* [What is being asked]: Write the next part of the news report on the Human Rights Watch letter about Sri Lanka, beginning right after its final sentence.

* [Document section]:

--*--

The US based rights organization, Human Rights Watch (HRW) in a confidential letter has urged Secretary of State Hilary Clinton to continue pressing Sri Lanka for a meaningful and expeditious implementation of the Human Rights Council resolution.
The body has further requested Clinton to monitor the implementation of the resolution and be ready to take further action if the government of Sri Lanka continued to drag its feet without delivering justice.
On behalf of Human Right Watch, Brad Adams, Executive Director of Asia Division, sent a confidential four page letter to Secretary of State Hilary Clinton and demanded she take tough action against the Sri Lankan Government. The letter was sent coincidently with two important events; Prof G.L Peiris’ Washington visit and releasing of the “Country Reports on Human Rights Practices for 2011”.
In this letter, Human Right Watch pointed out that since the March resolution at UNHRC was adopted the Sri Lankan Government has launched an aggressive campaign against the Human Rights Commission as a body, against the High Commissioner for Human Rights, and against some of its own citizens who publicly supported the resolution.
“In terms of concrete action taken to fulfill the resolution, little has been announced other than the creation of a high level implementation committee charged with implementing the recommendations of the LLRC. Even in this, the government has announced that the committee will not implement all the recommendations contained in that report or decide which to implement. Minister Peiris recently stated in the Sri Lankan Parliament that the decision on what recommendations to adopt and what not to adopt was a “political matter”, the rights organization letter added.
“Civil society and the media continue to be under threat. Several web-based media sites are blocked by the government and journalists critical of the government have been threatened. Although to date no harm has come to Sri Lankans who publicly supported the Human Rights Council resolution, threats against them by Minister Mervyn de Silva and the government’s inaction to take action against him sends a very strong message to all human rights activists and civil society in general” Human Rights Watch further disclosed.
Human Rights Watch also stated that they have documented recent cases of torture, including rape, of ethnic Tamils who have returned to Sri Lanka from abroad after their asylum applications had been rejected. “We have medical documentation backing eight cases of torture so far and we are in the process of documenting others”.

--*--

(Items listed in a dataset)

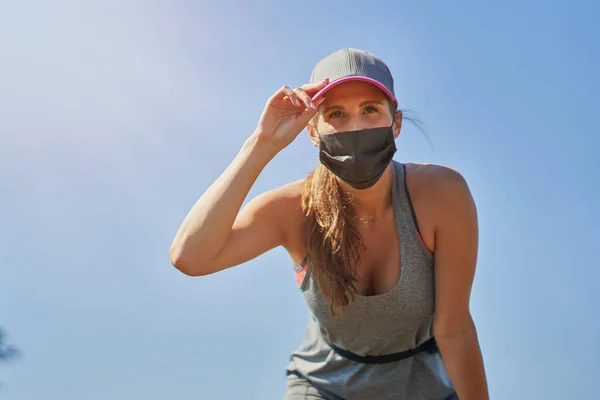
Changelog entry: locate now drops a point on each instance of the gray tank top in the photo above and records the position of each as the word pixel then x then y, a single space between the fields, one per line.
pixel 392 322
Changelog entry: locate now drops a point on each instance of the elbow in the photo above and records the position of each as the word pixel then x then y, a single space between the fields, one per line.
pixel 183 263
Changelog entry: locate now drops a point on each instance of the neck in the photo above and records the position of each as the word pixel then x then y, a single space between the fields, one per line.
pixel 369 204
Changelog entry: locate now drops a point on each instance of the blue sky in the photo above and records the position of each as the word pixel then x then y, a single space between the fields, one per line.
pixel 116 115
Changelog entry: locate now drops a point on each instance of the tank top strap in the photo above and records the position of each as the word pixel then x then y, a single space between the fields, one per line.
pixel 406 219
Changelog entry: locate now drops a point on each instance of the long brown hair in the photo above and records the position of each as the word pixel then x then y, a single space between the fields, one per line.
pixel 333 242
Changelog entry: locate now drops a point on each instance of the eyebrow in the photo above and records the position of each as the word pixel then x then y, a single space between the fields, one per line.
pixel 364 103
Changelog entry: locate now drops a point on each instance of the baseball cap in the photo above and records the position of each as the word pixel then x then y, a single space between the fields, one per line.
pixel 353 65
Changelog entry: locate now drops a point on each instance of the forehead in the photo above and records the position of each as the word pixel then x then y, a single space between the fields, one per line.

--*--

* [Task response]:
The organization insisted that Secretary of State Hilary Clinton urge the Sri Lankan Government to invite expert assistance of the UN High Commissioner for Human Rights and other UN human rights envoys to assist Sri Lanka in implementing the steps outlined in the Human Rights Council resolution, allow an independent international mechanism to investigate laws-of-war violations as recommended by the UN Panel of Experts appointed by Secretary-General Ban Ki-moon, and stop all torture and other ill-treatment by security forces, and in particular investigate alleged cases of torture against asylum seekers who are returned to Sri Lanka.
HRW also urged Secretary of State Hillary Clinton to press the Sri Lankan Government to investigate unresolved killings and disappearances, including the August 2006 killings of the Action Contre la Faim aid workers in Muttur, the January 2006 killings of five students in Trincomalee, the January 2009 murder of Sunday Leader Editor, Lasantha Wickrematunge, the January 2010 disappearance of journalist Prageeth Eknaligoda, and the December 2011 disappearance of human rights defenders Lalith Kumar Weeraraj and Kugan Muruganandan in Jaffna.
According to Brad Adams’ four page letter to Hillary Clinton, Human Rights Watch urged her to take all necessary steps, including criminal investigations, to end threats, harassment, and violence against civil society activists and journalists in Sri Lanka.
Interestingly Brad Adams’ four page letter to Hillary Clinton echoed with “Country Reports on Human Rights Practices for 2011”, which was released by the State Department last week.
The US State Department has harshly criticized Sri Lankan Government over grave human rights violations in their “Country Reports on Human Rights Practices for 2011” and the report pointed out that many disappearances, abductions, arbitrary arrests, media suppression and other serious human rights violations had links to the Sri Lankan Government.